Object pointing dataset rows
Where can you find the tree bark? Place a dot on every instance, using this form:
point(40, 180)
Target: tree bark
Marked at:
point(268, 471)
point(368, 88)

◆ **Instruction**
Rewrite the records above with every "tree bark" changed to "bark" and nothing else altered.

◆ **Completed exercise**
Where can you find the bark? Place a dot on every instance, using this form:
point(40, 180)
Target: bark
Marked at:
point(268, 471)
point(368, 88)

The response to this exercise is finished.